SHORT TASK
Return every line of the material below that contains the string "tent", reproducing each line in full. Matching is case-sensitive.

AVAILABLE RECORDS
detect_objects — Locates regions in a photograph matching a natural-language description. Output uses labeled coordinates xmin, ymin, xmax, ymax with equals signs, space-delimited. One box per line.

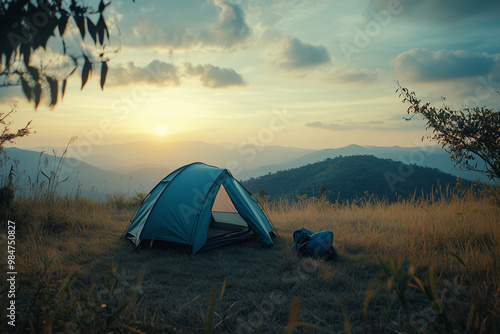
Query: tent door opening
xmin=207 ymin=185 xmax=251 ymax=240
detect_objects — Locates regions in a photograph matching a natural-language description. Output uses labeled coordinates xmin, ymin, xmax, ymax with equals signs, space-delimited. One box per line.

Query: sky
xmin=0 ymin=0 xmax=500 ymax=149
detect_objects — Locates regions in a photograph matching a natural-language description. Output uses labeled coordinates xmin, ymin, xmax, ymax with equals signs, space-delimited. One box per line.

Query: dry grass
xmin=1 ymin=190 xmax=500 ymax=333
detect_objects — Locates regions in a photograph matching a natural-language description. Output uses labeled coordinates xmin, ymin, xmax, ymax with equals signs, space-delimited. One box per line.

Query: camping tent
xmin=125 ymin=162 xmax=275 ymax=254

...

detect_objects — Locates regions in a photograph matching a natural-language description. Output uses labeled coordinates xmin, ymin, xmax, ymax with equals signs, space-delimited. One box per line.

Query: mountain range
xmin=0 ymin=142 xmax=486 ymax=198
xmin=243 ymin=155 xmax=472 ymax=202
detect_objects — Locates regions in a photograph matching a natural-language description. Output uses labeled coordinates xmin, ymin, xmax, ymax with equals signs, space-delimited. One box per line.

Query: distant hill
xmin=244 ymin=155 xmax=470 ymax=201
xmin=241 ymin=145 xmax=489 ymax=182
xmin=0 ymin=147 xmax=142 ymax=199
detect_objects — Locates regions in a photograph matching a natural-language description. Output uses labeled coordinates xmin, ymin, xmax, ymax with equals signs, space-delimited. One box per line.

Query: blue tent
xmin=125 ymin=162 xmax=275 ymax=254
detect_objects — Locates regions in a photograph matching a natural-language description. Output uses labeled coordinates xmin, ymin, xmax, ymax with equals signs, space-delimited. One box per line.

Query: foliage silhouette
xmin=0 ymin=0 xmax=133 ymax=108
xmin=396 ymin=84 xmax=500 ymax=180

---

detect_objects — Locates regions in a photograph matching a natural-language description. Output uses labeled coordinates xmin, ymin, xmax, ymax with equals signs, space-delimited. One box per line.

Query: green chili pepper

EXERCISE RESULT
Query: tent door opening
Query: camping tent
Query: blue tent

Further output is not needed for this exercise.